== Task prompt ==
Find the line with "Can you find the blue surface" in the data below, then restate it and all remaining lines exactly, adding nothing.

== Supplied records ==

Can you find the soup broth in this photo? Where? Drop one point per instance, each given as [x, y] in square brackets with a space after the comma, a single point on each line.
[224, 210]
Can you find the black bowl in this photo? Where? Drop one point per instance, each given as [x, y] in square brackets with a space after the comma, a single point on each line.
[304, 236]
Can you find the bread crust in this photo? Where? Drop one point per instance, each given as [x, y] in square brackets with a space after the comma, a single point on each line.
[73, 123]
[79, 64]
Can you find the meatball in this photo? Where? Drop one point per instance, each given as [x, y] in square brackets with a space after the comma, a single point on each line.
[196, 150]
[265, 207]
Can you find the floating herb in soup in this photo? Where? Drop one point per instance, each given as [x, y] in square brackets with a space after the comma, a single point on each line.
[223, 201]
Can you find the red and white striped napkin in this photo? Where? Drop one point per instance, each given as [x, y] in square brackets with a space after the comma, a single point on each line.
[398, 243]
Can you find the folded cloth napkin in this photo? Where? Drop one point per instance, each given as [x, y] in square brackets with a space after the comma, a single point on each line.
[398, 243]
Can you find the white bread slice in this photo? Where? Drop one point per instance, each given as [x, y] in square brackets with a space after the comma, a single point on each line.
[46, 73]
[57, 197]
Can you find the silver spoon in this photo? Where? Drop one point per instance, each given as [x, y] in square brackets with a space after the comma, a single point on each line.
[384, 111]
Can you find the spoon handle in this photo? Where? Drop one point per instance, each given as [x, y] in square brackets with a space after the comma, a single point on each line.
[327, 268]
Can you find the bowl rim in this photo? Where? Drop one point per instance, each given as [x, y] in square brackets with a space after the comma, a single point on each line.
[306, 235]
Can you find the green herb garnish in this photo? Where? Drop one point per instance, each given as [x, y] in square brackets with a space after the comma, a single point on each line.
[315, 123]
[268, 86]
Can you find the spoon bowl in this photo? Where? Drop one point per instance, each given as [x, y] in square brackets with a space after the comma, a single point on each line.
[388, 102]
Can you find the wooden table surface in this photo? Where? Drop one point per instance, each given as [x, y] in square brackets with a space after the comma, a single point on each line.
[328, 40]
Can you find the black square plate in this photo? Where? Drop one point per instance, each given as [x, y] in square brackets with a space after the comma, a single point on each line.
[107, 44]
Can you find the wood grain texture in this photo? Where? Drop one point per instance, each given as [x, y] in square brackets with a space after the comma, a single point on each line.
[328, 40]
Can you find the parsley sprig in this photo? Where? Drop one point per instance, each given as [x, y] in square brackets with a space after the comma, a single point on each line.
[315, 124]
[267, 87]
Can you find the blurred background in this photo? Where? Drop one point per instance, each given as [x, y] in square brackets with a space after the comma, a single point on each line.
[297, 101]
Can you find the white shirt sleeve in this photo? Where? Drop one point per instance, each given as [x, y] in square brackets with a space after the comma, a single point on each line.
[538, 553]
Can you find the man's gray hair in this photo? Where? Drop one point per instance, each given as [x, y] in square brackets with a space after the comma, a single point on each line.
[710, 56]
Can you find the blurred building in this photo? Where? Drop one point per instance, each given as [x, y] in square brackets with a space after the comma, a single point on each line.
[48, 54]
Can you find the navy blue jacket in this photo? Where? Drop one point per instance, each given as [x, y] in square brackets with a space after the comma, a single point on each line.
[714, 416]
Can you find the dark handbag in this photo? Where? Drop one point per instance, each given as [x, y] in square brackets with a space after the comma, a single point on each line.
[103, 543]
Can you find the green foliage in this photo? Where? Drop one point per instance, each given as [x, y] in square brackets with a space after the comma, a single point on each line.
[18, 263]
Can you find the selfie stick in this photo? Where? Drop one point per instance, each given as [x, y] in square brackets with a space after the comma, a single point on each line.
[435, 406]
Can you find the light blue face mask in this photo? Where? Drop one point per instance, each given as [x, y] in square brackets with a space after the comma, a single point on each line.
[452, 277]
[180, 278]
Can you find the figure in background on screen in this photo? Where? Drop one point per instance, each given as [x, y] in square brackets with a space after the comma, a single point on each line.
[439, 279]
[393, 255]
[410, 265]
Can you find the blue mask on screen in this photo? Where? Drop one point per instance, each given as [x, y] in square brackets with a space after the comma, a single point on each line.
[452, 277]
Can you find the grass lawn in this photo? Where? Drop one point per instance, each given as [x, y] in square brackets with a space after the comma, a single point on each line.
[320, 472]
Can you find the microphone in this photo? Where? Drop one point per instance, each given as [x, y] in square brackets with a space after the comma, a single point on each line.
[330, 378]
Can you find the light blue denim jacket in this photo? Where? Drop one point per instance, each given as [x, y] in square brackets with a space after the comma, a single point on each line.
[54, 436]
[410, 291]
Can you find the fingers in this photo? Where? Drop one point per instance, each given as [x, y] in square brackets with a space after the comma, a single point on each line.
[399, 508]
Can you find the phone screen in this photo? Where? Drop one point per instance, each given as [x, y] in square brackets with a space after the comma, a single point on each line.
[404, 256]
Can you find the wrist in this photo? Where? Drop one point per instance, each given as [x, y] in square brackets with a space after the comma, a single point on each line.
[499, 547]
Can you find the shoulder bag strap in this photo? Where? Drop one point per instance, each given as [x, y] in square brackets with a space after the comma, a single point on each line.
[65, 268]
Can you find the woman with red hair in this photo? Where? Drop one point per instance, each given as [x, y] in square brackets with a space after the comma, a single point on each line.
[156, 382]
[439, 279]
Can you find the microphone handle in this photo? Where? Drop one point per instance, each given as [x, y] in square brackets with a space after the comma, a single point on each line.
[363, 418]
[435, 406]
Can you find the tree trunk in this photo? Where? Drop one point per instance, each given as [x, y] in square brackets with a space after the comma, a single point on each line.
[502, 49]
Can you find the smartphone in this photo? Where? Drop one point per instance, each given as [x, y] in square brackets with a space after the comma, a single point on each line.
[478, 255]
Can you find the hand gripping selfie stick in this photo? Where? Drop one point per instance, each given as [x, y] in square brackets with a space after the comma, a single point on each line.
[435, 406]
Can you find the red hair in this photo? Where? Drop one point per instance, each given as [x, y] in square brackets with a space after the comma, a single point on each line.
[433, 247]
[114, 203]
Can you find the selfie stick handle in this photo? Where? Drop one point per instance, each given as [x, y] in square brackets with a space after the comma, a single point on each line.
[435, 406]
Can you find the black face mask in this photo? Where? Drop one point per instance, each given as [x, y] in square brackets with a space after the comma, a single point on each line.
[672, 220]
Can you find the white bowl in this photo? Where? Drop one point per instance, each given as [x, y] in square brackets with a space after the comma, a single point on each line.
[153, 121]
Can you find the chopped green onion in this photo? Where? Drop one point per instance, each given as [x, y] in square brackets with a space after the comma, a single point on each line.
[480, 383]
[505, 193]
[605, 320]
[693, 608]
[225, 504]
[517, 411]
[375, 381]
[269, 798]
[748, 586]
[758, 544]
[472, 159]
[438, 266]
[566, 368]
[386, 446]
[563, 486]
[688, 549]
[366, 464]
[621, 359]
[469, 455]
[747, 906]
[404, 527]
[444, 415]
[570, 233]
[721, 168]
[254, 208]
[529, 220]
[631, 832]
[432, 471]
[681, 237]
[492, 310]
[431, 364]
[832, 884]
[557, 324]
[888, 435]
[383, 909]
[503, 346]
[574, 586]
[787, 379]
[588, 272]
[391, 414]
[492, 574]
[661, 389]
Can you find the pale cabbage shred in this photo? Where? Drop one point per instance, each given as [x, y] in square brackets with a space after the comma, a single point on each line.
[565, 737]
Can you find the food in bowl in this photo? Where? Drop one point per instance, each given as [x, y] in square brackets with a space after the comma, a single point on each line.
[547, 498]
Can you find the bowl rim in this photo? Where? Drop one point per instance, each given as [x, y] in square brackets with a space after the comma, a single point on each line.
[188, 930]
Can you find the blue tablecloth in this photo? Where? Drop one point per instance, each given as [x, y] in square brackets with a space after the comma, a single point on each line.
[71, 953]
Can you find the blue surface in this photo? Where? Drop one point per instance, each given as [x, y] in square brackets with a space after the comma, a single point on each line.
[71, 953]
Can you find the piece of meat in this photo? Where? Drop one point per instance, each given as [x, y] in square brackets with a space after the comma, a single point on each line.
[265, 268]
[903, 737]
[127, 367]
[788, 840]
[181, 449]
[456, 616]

== Task response ==
Can you find the blue surface in this photo? Where? Drop one point per instance, each given as [x, y] in square brackets with a space after the comma, a single point on each line.
[71, 953]
Can you find the piece of meat in this photo? Where? Drop one point per instance, each given as [x, y] in square brackets with a space after the comma, a single point on each line.
[265, 268]
[903, 737]
[127, 367]
[788, 840]
[181, 449]
[456, 616]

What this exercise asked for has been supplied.